- _Assignment_:
Retype the listing character for character, beginning at its first line and stopping after the line that contains "box: [419, 542, 431, 588]".

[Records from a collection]
# # #
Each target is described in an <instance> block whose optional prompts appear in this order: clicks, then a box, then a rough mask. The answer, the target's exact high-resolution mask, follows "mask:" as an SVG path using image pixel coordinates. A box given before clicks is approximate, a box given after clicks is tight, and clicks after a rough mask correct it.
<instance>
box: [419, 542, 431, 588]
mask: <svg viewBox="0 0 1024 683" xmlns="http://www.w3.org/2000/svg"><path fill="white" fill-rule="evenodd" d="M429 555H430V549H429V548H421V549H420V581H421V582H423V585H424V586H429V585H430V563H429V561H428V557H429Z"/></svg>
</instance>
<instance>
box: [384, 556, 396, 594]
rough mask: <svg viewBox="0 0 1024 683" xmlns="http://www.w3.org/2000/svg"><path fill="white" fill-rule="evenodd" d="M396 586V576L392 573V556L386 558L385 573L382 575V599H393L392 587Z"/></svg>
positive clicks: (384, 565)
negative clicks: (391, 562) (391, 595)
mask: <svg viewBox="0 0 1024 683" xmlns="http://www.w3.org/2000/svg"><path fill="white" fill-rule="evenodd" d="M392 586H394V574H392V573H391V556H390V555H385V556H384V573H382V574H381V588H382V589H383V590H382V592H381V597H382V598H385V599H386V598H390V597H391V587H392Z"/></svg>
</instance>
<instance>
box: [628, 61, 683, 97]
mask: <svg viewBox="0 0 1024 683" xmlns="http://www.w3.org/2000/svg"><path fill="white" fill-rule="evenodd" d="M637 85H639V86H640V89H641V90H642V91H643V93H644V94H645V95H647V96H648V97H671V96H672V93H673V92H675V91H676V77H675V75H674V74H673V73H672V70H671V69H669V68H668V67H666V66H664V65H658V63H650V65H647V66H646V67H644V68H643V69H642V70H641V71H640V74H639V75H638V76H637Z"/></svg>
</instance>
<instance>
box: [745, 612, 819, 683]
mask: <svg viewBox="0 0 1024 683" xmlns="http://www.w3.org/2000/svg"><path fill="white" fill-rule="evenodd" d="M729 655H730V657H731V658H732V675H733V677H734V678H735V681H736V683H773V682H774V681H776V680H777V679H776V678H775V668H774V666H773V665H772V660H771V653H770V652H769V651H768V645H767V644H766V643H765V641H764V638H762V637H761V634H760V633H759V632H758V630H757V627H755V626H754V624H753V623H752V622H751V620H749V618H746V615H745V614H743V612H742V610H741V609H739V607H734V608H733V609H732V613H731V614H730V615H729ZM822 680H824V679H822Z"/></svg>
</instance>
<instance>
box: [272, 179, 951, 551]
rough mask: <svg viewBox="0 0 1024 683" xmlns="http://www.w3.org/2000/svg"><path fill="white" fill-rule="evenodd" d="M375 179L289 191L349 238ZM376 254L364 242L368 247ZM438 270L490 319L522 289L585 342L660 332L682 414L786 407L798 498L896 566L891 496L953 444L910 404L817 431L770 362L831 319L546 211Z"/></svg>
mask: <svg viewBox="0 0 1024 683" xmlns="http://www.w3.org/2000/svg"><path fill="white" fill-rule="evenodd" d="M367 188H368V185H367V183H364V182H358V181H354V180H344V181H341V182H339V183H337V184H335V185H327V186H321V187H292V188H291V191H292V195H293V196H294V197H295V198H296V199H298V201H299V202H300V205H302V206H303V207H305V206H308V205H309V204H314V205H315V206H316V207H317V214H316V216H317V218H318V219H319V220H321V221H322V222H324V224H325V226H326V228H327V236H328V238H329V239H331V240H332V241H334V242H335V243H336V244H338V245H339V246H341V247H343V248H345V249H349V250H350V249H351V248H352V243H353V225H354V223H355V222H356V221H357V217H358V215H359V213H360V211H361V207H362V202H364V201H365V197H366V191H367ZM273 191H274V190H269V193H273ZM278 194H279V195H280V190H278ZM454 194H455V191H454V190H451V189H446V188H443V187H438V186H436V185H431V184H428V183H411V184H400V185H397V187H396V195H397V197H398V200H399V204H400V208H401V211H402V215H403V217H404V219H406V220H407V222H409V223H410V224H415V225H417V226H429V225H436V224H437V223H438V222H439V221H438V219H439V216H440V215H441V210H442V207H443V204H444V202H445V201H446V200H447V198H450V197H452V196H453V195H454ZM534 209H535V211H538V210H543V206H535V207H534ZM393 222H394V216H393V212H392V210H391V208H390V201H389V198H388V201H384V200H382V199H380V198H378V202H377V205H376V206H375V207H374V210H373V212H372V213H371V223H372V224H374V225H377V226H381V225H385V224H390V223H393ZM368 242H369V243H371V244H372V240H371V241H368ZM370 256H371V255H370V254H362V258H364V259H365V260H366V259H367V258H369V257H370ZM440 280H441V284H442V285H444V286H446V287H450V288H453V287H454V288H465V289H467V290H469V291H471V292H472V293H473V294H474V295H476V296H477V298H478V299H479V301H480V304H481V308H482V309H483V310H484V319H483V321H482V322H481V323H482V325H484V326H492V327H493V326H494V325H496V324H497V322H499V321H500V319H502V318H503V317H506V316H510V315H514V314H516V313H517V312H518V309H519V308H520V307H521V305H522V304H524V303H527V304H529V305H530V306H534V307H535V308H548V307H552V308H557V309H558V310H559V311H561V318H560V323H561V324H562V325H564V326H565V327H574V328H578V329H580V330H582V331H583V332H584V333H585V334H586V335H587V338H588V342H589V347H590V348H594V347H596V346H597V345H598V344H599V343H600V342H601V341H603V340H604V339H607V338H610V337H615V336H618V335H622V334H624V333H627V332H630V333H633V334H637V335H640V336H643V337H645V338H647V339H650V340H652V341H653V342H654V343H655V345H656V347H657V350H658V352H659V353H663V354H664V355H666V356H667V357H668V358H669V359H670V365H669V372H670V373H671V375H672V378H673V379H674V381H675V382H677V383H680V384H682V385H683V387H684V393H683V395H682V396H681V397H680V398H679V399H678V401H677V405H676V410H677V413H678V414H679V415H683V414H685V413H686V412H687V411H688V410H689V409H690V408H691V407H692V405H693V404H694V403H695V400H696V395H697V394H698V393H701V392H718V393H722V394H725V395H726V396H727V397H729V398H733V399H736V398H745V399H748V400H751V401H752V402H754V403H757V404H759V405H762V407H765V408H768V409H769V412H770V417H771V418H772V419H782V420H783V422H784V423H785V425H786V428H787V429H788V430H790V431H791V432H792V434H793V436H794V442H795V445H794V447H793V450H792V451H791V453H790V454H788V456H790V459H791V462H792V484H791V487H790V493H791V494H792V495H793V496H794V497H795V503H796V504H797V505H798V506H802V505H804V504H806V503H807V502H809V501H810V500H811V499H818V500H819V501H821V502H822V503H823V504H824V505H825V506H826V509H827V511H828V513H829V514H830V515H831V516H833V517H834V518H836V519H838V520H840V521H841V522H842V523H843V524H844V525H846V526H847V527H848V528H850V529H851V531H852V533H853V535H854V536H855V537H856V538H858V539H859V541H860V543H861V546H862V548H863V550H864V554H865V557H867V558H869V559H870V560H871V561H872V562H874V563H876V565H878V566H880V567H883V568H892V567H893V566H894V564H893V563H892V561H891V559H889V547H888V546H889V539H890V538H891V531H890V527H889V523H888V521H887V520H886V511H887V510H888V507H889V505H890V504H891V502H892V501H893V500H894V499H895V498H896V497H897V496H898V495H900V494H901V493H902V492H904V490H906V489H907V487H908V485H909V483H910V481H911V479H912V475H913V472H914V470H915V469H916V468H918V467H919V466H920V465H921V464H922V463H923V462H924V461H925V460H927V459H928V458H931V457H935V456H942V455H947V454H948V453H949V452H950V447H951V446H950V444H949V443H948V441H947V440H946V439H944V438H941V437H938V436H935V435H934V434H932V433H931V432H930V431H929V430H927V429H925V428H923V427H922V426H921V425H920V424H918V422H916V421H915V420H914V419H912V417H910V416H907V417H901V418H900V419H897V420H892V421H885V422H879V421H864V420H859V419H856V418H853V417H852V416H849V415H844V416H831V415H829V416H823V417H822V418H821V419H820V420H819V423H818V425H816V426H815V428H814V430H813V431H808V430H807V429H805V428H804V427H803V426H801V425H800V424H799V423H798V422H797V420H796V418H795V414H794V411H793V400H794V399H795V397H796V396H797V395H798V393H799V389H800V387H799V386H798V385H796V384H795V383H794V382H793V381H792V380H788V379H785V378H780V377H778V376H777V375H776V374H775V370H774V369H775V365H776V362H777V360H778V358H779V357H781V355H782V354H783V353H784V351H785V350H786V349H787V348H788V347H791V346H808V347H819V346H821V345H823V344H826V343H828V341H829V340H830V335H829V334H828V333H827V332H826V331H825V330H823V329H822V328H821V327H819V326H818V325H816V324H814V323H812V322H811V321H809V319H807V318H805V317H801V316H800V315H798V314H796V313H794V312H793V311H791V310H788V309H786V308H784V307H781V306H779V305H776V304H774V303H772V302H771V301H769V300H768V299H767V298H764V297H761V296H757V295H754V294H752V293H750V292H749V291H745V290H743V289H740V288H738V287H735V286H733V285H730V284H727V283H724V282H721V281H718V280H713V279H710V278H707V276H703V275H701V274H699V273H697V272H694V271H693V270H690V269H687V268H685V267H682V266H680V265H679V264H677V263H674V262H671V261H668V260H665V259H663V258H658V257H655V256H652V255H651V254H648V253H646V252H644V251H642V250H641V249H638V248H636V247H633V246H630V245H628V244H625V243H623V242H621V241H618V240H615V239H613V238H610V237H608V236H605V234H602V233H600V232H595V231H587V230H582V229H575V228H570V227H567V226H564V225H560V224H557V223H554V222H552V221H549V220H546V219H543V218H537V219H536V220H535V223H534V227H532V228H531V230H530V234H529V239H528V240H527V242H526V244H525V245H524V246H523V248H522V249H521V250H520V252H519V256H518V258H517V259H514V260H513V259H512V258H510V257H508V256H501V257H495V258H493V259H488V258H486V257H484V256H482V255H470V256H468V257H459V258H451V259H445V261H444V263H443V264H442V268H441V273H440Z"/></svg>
# # #
- _Exercise answer_:
Each target is described in an <instance> block whose optional prompts appear in this order: clicks, then a box, then a rough mask. The answer, the target's exact high-resolution mask, follows "mask:" as an SVG path using image pixel coordinates. A box given before clicks is approximate, a box given after clicks is tight, and clicks after a rough mask correct it.
<instance>
box: [419, 542, 431, 588]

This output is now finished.